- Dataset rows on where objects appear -
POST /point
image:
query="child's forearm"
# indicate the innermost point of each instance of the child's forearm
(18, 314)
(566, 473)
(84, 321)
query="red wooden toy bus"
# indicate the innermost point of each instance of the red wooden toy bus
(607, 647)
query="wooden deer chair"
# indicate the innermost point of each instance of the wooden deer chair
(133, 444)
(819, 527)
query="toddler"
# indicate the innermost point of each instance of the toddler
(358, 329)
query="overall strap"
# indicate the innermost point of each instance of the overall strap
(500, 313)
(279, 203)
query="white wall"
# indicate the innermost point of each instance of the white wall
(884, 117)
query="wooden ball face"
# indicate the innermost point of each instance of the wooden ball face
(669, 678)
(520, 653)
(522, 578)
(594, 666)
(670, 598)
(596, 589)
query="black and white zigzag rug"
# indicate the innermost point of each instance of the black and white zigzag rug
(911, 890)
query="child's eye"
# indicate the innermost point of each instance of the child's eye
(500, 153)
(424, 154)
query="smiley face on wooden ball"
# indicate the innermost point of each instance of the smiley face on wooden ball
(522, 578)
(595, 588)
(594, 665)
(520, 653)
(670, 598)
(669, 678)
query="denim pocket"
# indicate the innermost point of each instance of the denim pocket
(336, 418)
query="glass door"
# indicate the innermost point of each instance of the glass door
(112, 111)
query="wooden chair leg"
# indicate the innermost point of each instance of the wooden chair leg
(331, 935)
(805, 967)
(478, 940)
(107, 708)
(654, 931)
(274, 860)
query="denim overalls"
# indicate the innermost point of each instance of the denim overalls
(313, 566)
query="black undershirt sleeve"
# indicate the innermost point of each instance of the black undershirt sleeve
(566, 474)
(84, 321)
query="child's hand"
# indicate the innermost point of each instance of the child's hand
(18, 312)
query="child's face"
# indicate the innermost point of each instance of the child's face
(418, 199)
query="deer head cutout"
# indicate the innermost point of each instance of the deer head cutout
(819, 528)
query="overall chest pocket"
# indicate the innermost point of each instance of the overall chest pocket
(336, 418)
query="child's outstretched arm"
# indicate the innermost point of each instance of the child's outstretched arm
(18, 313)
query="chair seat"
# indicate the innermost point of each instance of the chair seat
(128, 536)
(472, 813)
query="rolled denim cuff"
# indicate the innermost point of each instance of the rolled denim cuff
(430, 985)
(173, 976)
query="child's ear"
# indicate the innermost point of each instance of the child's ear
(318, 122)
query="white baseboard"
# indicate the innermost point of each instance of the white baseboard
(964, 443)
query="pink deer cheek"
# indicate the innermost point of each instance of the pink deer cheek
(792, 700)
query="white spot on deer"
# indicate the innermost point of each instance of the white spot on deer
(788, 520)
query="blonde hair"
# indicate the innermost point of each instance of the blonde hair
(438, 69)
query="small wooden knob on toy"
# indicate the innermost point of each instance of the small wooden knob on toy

- PROMPT -
Repeat the entries exactly, all of them.

- EXERCISE RESPONSE -
POST /point
image:
query="child's forearm"
# indicate the innermost point of each instance of the child's forearm
(18, 314)
(566, 473)
(84, 321)
query="red wooden toy bus"
# indicate the innermost point of each instance of the red wooden toy bus
(607, 647)
query="wooden deer chair"
# indicate the innermost point of each instance of the wooden deer chair
(133, 444)
(819, 527)
query="toddler"
# indicate the innermost point of each instance of the toddler
(358, 329)
query="overall strap"
# indicate the innermost point of each instance of the overall strap
(500, 313)
(279, 203)
query="white wall"
# indicate the innermost point of each instance of the white wall
(884, 117)
query="wooden ball face"
# indicate the innermost point of each instance of the wooden ball face
(669, 678)
(520, 653)
(522, 578)
(594, 666)
(670, 598)
(596, 589)
query="black and white zigzag rug"
# indicate the innermost point of each instance of the black and white zigzag rug
(911, 890)
query="child's eye"
# indicate the innermost point of each instance of the child's eye
(500, 153)
(424, 154)
query="smiley face on wooden ball"
# indicate the innermost point of each instance of the smiley face on wooden ball
(522, 578)
(595, 588)
(594, 665)
(520, 653)
(670, 598)
(669, 678)
query="denim pocket"
# indicate the innermost point of each instance of the denim pocket
(336, 418)
query="glass door"
# indicate the innermost point of each instance of the glass door
(112, 111)
query="wooden chair leg"
# indicate the innermost point of each instance of the wooden chair leg
(331, 935)
(805, 967)
(478, 940)
(107, 708)
(654, 931)
(274, 860)
query="denim overalls"
# indicate the innermost point of each instance of the denim overalls
(313, 566)
query="black undershirt sleeve"
# indicate the innermost point of each instance of the black undershirt sleeve
(566, 474)
(84, 321)
query="child's hand"
# indicate the innermost point of each instance of the child's hand
(18, 312)
query="child's face"
# indicate the innermost point of each instance of the child's face
(418, 199)
query="deer head cutout"
# indicate the innermost point of each instance of the deer head cutout
(819, 528)
query="overall chest pocket"
# indicate the innermost point of each instance of the overall chest pocket
(336, 418)
query="child's outstretched arm"
# indicate the innermost point of each instance of the child's outstretched arm
(18, 313)
query="chair seat"
# indicate the innermost point of each instance of the chair seat
(128, 536)
(472, 813)
query="rolled denim cuff"
# indicate the innermost point of each instance of the rolled denim cuff
(430, 985)
(173, 976)
query="child's ear"
# indicate the innermost point of each instance of the child's ear
(318, 122)
query="white baseboard"
# indicate the innermost point of each instance of the white baseboard
(964, 443)
query="pink deer cheek"
# indicate the innermost point of each instance of the pink deer cheek
(792, 700)
query="white spot on deer"
# indicate the innermost point of each instance of the white spot on deer
(788, 520)
query="blonde hair"
# indicate the innermost point of each instance of the blonde hair
(438, 69)
query="small wooden knob on toy"
# indicate the innermost point of each instance of the small wooden knob on toy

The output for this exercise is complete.